Reproduce everything in the listing below from the line containing "the white cloth" down to the line containing "[(324, 230)]", with "napkin" swapped for "tablecloth" and nothing else altered.

+ + + + +

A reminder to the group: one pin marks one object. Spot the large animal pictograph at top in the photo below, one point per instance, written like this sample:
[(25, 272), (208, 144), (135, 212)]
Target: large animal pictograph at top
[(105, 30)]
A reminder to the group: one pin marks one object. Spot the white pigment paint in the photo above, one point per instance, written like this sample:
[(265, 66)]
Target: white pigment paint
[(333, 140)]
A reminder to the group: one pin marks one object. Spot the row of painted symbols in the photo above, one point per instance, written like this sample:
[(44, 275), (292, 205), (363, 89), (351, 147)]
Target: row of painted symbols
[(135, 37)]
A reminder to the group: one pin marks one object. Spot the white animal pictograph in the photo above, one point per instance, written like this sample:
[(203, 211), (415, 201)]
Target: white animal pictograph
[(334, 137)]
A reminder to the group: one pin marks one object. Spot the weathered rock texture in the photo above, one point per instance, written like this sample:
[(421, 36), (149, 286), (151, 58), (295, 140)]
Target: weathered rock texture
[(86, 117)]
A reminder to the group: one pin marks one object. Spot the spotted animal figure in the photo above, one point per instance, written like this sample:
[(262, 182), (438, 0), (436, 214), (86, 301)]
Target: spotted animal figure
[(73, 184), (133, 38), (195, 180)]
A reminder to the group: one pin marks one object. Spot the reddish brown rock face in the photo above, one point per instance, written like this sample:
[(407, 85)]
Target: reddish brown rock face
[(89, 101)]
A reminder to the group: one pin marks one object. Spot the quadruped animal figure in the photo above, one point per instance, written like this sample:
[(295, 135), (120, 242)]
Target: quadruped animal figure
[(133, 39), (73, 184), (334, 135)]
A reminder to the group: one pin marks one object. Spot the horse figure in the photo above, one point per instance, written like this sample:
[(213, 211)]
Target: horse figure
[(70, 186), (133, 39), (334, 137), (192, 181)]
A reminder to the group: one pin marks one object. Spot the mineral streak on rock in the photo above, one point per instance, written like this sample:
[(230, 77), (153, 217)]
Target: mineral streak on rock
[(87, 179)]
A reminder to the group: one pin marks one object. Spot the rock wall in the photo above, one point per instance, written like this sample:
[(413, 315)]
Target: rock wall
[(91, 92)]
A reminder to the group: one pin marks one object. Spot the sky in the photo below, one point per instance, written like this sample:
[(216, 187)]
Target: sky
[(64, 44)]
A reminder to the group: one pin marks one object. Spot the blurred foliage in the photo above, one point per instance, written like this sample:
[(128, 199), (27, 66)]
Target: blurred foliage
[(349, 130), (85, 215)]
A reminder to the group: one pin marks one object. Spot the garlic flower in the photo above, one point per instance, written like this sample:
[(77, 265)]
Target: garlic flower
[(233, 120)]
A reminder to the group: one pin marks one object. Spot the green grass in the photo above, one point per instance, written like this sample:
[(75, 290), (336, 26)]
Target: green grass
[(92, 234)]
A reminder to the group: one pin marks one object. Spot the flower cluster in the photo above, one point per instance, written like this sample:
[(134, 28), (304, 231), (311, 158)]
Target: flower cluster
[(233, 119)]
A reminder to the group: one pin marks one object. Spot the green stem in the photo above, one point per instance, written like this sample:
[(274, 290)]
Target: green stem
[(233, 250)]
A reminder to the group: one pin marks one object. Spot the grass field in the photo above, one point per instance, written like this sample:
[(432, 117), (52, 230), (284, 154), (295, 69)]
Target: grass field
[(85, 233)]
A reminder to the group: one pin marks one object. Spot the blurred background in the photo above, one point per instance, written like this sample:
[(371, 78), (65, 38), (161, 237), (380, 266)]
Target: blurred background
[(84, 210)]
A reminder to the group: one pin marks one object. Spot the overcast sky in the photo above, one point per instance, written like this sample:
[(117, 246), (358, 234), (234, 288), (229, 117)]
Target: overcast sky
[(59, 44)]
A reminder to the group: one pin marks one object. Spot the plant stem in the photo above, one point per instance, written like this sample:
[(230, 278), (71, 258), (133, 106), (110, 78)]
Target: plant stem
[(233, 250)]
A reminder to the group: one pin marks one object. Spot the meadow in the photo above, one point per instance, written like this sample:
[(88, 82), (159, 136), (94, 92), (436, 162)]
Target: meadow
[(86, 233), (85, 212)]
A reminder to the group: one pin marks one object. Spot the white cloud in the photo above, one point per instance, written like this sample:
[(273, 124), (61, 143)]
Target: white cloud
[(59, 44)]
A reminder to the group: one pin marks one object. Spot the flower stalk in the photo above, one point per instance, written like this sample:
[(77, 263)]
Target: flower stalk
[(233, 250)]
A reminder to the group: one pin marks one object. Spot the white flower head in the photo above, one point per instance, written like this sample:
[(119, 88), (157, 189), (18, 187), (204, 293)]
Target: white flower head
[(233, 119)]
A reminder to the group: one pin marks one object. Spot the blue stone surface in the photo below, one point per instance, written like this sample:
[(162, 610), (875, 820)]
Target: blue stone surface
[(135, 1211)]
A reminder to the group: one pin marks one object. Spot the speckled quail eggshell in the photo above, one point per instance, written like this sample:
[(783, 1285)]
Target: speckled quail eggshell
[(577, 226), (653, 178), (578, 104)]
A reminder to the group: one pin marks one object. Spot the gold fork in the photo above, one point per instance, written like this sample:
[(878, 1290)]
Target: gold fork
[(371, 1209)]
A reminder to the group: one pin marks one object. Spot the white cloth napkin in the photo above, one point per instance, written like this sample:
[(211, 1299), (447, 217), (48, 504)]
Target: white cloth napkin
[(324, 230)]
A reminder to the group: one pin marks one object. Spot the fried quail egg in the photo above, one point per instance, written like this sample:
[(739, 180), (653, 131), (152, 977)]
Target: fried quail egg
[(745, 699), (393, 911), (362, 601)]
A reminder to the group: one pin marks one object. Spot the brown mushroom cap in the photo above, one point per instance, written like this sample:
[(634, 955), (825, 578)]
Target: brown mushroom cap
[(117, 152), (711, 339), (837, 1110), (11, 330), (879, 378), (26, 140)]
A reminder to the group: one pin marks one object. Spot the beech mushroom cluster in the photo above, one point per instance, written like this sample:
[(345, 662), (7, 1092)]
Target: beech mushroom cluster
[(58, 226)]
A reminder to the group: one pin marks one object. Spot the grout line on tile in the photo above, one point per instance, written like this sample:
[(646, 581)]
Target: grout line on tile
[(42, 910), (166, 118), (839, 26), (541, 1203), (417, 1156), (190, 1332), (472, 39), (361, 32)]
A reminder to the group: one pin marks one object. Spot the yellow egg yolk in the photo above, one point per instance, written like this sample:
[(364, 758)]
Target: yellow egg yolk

+ + + + +

_Output_.
A reminder to the group: one pin marks one object. Spot the white cloth tablecloth in the photo above, one point per instance, written like this sample:
[(211, 1299), (447, 217), (48, 504)]
Target: white cloth tablecloth
[(324, 230)]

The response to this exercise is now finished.